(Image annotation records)
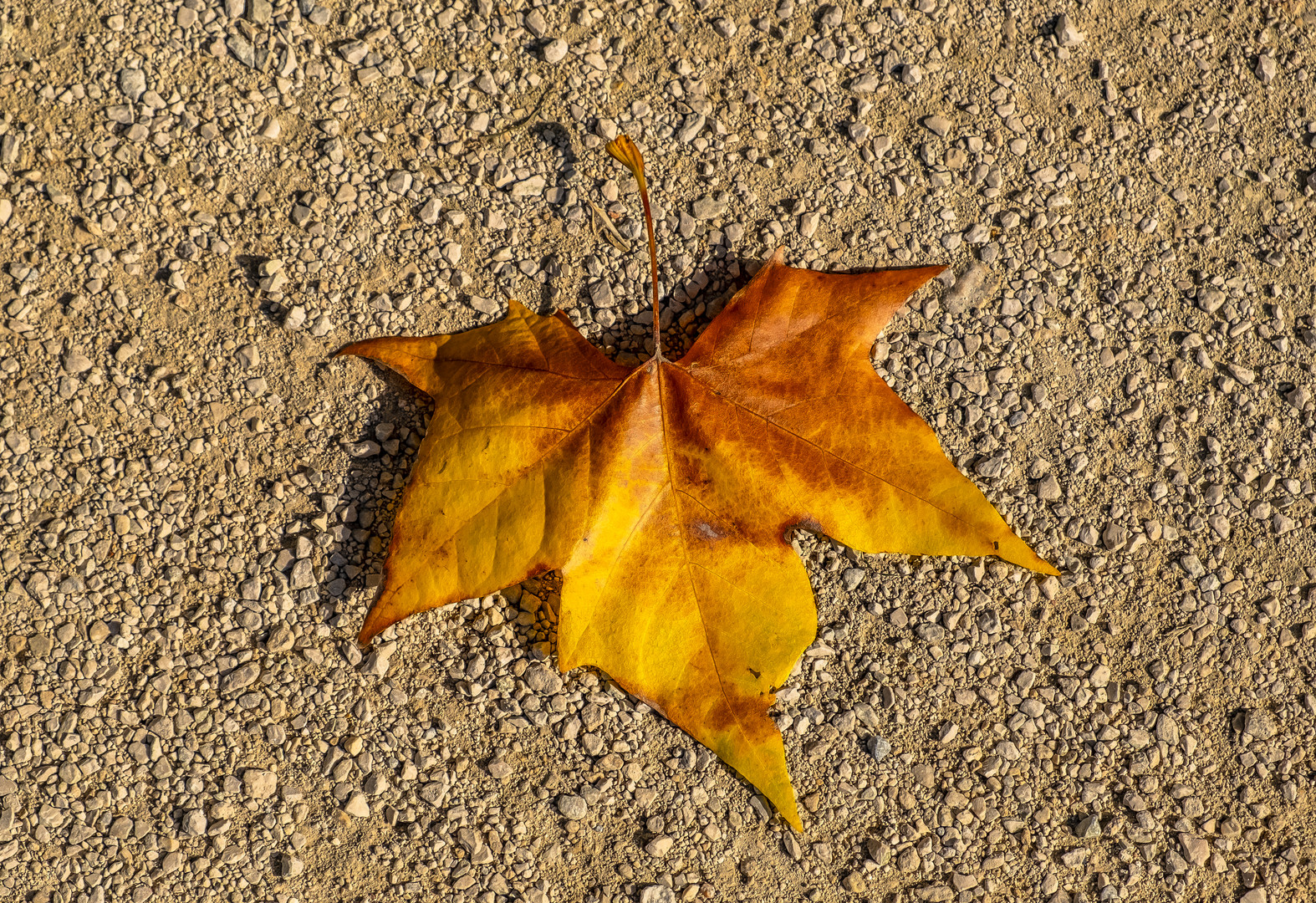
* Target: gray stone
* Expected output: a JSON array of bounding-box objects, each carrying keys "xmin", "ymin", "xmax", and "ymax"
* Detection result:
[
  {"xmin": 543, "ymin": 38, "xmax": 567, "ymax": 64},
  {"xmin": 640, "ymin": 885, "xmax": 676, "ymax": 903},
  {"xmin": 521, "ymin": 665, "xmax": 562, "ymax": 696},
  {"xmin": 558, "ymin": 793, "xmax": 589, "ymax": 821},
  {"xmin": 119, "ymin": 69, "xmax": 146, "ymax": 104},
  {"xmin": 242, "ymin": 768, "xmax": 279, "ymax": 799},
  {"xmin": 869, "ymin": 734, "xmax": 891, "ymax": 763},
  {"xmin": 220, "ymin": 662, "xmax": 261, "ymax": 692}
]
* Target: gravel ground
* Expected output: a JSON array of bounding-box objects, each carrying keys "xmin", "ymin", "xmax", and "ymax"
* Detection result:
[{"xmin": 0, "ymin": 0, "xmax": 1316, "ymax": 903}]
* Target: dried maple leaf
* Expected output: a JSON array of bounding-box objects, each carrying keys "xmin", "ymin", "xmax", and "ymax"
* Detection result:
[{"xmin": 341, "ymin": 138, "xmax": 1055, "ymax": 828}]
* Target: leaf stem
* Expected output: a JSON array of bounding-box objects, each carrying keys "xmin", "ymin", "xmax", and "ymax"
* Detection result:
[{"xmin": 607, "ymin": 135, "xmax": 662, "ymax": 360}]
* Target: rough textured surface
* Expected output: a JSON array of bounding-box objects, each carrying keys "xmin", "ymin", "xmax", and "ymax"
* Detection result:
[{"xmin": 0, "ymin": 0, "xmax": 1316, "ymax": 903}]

## Work instructions
Rewrite the records from the line containing "Target: leaf stem" through the end of the records, inclusive, keeping the requests in place. Multiply every bounding-box coordinate in the answers by 0.8, rounding to whole numbers with halves rounded up.

## Answer for the task
* Target: leaf stem
* Expected output: a JSON array of bounding-box objects, each carrying keys "xmin", "ymin", "xmax", and "ymax"
* Detection result:
[{"xmin": 486, "ymin": 108, "xmax": 530, "ymax": 288}]
* Target: rough textured surface
* Expected output: a JSON array of bounding-box objects, each carrying keys "xmin", "ymin", "xmax", and "ymax"
* Detection result:
[{"xmin": 0, "ymin": 0, "xmax": 1053, "ymax": 722}]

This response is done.